Task directions:
Reproduce all of the data exactly, with no line skipped.

════════

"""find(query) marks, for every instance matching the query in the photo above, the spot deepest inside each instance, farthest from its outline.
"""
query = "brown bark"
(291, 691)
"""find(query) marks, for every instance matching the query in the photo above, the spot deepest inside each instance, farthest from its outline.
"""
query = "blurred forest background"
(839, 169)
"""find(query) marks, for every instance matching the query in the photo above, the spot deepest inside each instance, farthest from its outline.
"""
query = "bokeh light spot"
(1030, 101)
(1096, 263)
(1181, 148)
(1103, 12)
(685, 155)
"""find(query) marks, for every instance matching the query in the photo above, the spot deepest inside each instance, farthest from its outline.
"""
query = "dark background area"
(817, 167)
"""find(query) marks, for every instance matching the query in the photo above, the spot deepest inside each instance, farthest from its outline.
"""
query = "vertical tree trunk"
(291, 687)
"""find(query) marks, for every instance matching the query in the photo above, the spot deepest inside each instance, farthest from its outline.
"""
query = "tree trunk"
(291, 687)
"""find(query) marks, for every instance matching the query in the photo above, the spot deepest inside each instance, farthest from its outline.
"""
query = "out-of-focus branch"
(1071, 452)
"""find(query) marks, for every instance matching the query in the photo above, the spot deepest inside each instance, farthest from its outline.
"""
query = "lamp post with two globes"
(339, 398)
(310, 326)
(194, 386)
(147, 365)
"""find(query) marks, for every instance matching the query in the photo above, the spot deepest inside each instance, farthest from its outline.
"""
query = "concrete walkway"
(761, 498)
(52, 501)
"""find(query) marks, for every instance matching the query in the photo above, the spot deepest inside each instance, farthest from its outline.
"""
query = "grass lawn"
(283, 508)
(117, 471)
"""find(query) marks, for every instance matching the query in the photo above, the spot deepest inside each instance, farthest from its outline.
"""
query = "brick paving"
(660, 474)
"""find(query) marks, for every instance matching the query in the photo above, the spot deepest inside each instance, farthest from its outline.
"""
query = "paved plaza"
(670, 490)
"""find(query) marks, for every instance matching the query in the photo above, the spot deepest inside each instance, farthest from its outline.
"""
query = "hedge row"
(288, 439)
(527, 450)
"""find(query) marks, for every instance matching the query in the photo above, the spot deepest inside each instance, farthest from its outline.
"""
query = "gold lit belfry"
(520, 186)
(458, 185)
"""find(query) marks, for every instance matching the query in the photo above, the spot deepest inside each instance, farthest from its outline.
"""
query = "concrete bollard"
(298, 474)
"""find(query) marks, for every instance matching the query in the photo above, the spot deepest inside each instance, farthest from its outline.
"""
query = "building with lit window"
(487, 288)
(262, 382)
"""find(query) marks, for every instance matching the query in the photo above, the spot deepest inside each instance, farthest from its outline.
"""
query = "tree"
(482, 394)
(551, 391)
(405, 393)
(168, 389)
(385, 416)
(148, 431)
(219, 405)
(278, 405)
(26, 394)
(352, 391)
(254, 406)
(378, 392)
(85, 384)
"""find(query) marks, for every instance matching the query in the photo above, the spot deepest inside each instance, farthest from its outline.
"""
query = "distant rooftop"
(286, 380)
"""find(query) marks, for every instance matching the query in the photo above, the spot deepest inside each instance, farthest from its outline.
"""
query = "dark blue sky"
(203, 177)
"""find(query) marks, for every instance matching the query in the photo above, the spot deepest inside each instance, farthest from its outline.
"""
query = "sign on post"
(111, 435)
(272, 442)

════════

Exercise answer:
"""find(query) marks, for every instance matching the query in the photo above, the spot deepest inside each instance, farthest from its outline.
"""
query = "brown bark"
(291, 691)
"""find(query) marks, for every instance matching the query in the photo above, the spot deepest inside each instance, farthest from its outline.
"""
query = "blurred forest background"
(839, 169)
"""find(query) marks, for every instance matching the query in the photo above, the spot deepest inside each instance, farthest from its outline.
"""
query = "bokeh light spot"
(1030, 101)
(1096, 263)
(1181, 148)
(1103, 12)
(685, 155)
"""find(query) marks, for every instance matching the query in the photo above, the spot deepest inside each instance, farthest from its outline.
"""
query = "dark background area"
(817, 167)
"""find(query) marks, for every instance matching the query in the photo above, the spot deepest inside each instance, farthest from its outline.
"""
query = "vertical tree trunk"
(291, 687)
"""find(query) marks, for every instance matching the query in the photo above, the spot deepest inside each instance, farthest from its outline.
"""
query = "tree trunk"
(291, 687)
"""find(query) marks, for every instance matching the query in the photo above, the spot deepest inside each instance, farthest from its outline.
"""
query = "out-of-focus branch"
(1071, 452)
"""find(query) marks, for every instance matching the query in the photo above, the spot deepest inside each instance, farthest from its outline.
"""
query = "lamp post with two globes"
(339, 398)
(310, 326)
(194, 386)
(147, 365)
"""find(query) marks, for every instance matching the query in the photo above, the spot deepest inside each instance, farthest from its outline.
"""
query = "concrete walkway"
(761, 498)
(52, 501)
"""find(query) marks, for every instance matching the query in the photo above, the spot deepest inside each instance, farthest from its outline.
"""
query = "grass lawn"
(283, 508)
(117, 471)
"""find(query) marks, for every instance matching the query in the photo above, the spot deepest inside each instance, farthest from its outline.
"""
query = "brick paving"
(660, 474)
"""find(query) marks, for every instance matching the query in the photo above, the spot deepest inside each instance, farthest from its outline.
"""
query = "paved plaza"
(670, 490)
"""find(query) marks, for every instance matching the query in the photo above, the spot deepest inside each instance, farthest from its outline.
"""
query = "hedge row"
(288, 439)
(527, 450)
"""find(query) marks, for every instance matching the query in the photo above, the spot deepest inside each instance, farthest from its outline.
"""
query = "gold lit belfry"
(520, 186)
(458, 185)
"""find(query) marks, for every instance matching the query in the photo above, the spot deepest inside each instance, farthest from its outline.
"""
query = "concrete bollard"
(298, 474)
"""find(query) marks, for every instance matching the query in the photo above, the spot deepest inside each instance, farthest from its outline.
"""
query = "building with lit window"
(487, 288)
(262, 382)
"""find(query) marks, for every instance matching the query in the photo above, the spot deepest inside each instance, farthest from its outline.
"""
query = "tree"
(482, 394)
(551, 391)
(405, 393)
(168, 389)
(385, 416)
(148, 431)
(219, 405)
(278, 405)
(26, 394)
(352, 391)
(254, 406)
(378, 392)
(85, 384)
"""find(query) marks, for every instance matching the query in the photo above, the spot deepest inside each instance, farthest from its outline.
"""
query = "distant rooftop"
(286, 380)
"""find(query) marks, for every instance matching the query in the photo above, the spot deepest inside each instance, farthest from its outline.
"""
query = "dark blue sky"
(203, 177)
"""find(query) marks, for every instance matching the query in the photo above, the spot deepest inside each instance, farthest from its outline.
"""
query = "sign on post"
(111, 435)
(272, 442)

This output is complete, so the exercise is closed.